◆ Job
Rewrite the part of the records that opens with the line containing "of the console" and runs through the end of the records, replacing "largest circle" with "widest circle" and leaving everything else unchanged.

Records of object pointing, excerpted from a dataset
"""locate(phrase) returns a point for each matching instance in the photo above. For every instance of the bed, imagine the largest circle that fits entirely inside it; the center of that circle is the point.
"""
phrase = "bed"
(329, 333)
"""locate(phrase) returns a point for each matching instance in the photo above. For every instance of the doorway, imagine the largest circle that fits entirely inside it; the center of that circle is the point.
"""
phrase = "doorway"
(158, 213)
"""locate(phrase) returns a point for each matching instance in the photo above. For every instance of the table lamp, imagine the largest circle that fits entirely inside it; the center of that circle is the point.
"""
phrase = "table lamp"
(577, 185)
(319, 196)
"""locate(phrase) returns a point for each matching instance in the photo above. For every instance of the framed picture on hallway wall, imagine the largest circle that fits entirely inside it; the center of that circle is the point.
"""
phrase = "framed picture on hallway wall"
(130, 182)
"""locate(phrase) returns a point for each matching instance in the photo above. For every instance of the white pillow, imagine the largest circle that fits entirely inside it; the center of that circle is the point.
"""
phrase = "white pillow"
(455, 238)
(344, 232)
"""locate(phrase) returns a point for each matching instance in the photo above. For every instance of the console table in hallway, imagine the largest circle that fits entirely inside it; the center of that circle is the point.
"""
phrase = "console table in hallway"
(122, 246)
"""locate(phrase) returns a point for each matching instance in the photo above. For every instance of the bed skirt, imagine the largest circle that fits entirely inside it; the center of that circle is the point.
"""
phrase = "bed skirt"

◆ Worked solution
"""locate(phrase) returns a point for each matching instance in the photo above. For every instance of the console table in hallway, imagine the widest circle that fits entirely inside it; the center of that circle is the point.
"""
phrase = "console table in hallway"
(122, 246)
"""locate(phrase) returns a point for each matching instance in the photo above. For every instance of the bed skirt, imagine the widest circle that fits entirely inside it; the center of that circle is the point.
"""
phrase = "bed skirt"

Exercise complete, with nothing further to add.